**WHAT TO PRODUCE:** Set down, without alteration, the lines from the one that contains "Find the brick building" through the final line of the material below.
* begin RECORDS SUPPLIED *
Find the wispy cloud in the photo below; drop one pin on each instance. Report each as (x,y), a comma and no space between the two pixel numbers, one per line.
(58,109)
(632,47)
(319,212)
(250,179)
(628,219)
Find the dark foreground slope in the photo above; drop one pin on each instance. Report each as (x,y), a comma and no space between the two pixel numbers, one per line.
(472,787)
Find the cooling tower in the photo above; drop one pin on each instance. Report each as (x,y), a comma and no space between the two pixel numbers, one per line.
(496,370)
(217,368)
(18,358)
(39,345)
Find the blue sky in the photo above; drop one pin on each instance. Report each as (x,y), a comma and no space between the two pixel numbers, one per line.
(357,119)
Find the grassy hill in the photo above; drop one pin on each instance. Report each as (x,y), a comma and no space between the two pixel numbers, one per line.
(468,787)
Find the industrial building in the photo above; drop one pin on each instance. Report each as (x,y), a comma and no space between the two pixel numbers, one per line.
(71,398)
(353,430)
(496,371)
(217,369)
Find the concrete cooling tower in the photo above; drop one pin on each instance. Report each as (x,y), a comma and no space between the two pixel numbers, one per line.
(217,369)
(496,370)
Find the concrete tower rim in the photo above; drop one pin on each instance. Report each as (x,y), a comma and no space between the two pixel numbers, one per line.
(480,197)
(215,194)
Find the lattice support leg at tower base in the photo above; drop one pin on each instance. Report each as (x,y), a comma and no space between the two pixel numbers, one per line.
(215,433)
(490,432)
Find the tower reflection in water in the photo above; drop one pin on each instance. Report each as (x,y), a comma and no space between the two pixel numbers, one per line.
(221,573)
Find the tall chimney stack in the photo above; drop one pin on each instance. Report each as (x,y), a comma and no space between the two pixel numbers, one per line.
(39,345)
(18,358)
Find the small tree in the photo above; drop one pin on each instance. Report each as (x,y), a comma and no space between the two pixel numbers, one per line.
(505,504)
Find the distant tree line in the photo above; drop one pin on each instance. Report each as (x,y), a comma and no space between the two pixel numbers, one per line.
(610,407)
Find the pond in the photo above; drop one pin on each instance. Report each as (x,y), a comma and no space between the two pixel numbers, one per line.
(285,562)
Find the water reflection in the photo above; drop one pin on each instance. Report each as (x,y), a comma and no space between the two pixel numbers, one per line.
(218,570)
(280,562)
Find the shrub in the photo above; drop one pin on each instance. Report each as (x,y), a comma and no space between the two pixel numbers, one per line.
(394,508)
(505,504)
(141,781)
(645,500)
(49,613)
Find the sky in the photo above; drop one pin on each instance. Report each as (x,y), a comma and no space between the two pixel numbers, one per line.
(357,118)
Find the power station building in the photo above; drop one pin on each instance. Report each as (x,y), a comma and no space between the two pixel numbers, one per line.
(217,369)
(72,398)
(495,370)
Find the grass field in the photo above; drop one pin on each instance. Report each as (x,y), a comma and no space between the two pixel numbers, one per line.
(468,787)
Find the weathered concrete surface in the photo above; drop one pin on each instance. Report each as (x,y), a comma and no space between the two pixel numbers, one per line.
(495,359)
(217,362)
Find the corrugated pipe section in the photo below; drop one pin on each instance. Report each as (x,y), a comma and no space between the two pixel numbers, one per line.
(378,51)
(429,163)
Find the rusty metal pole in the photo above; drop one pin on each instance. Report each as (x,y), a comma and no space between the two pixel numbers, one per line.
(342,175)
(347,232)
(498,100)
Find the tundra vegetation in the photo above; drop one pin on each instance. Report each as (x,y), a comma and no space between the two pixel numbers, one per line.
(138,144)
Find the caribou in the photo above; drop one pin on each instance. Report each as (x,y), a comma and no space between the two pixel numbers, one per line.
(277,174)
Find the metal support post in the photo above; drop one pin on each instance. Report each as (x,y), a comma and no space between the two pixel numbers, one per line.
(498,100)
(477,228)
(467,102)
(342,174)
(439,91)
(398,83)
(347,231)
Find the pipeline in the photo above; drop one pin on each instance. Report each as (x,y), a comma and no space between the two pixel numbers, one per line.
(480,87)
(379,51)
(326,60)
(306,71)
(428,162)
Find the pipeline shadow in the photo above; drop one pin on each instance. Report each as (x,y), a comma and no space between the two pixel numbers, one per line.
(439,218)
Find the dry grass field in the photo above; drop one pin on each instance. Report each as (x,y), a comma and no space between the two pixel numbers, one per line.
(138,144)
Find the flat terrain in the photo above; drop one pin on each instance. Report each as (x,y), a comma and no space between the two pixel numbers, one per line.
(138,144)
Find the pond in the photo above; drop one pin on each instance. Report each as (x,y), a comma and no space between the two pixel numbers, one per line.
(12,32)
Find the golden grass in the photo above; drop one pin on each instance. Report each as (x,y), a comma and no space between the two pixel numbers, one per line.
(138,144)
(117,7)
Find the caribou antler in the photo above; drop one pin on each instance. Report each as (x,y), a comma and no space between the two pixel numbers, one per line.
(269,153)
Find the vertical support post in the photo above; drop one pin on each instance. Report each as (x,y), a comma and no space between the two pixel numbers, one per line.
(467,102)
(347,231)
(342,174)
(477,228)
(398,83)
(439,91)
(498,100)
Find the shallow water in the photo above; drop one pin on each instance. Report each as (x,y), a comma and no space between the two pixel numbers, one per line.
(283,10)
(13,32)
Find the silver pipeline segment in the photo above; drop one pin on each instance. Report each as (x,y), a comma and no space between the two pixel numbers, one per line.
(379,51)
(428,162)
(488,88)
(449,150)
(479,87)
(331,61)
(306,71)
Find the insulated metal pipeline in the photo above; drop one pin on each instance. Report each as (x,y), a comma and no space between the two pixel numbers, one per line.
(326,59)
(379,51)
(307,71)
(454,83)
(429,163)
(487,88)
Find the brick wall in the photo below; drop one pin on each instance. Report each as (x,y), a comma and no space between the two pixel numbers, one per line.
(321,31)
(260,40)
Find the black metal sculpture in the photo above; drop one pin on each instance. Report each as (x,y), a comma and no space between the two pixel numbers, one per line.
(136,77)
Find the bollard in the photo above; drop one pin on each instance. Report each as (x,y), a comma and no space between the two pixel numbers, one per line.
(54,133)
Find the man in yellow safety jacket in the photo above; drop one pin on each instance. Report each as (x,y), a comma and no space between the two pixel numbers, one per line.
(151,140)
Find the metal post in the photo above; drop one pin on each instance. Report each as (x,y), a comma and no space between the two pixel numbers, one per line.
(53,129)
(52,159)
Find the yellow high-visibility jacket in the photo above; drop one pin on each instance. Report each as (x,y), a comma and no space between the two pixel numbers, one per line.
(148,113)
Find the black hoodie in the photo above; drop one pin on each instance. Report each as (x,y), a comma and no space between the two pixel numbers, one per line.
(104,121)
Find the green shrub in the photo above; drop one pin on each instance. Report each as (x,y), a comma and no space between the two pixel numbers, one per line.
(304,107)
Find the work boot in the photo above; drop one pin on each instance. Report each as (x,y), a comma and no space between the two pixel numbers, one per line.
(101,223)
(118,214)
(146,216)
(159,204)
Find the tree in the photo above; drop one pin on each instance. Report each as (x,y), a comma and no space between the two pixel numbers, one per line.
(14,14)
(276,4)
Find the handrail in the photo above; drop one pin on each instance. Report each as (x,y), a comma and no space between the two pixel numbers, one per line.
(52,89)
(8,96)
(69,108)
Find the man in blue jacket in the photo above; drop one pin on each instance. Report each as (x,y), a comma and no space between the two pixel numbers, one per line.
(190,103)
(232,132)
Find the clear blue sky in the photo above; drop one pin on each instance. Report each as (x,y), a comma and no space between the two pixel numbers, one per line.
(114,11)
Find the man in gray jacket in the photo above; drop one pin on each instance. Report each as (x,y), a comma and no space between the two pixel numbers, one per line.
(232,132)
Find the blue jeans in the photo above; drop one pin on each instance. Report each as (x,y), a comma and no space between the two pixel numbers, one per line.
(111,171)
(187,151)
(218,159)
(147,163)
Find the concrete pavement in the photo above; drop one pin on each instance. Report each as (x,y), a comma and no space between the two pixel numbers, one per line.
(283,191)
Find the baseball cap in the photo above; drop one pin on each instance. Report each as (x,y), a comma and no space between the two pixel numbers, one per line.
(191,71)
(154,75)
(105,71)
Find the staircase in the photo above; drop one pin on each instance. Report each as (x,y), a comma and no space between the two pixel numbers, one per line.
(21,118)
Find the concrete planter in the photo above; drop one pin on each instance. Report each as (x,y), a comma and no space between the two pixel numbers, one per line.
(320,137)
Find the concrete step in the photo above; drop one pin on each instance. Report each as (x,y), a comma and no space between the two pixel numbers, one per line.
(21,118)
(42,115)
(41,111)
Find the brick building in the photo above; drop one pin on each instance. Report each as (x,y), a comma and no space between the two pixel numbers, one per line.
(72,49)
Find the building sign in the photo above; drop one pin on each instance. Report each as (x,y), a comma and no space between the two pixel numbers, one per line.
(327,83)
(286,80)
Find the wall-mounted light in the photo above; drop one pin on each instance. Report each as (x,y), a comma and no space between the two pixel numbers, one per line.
* end RECORDS SUPPLIED *
**SOLUTION TO THIS TASK:**
Find the brick building in the photo above; drop one pin on each instance. Report each as (x,y), a comma and no space between the two pixel numbers, one per line.
(72,49)
Find the building sign in the photo above; drop one pin on each instance. Report each as (x,y), a comma and no space between the two pixel numbers, one per line.
(327,83)
(286,80)
Find the wall-mounted light in the photo above; drop one pin on each instance. Report each as (x,y), a comma and no space between the two pixel numbers, one per line.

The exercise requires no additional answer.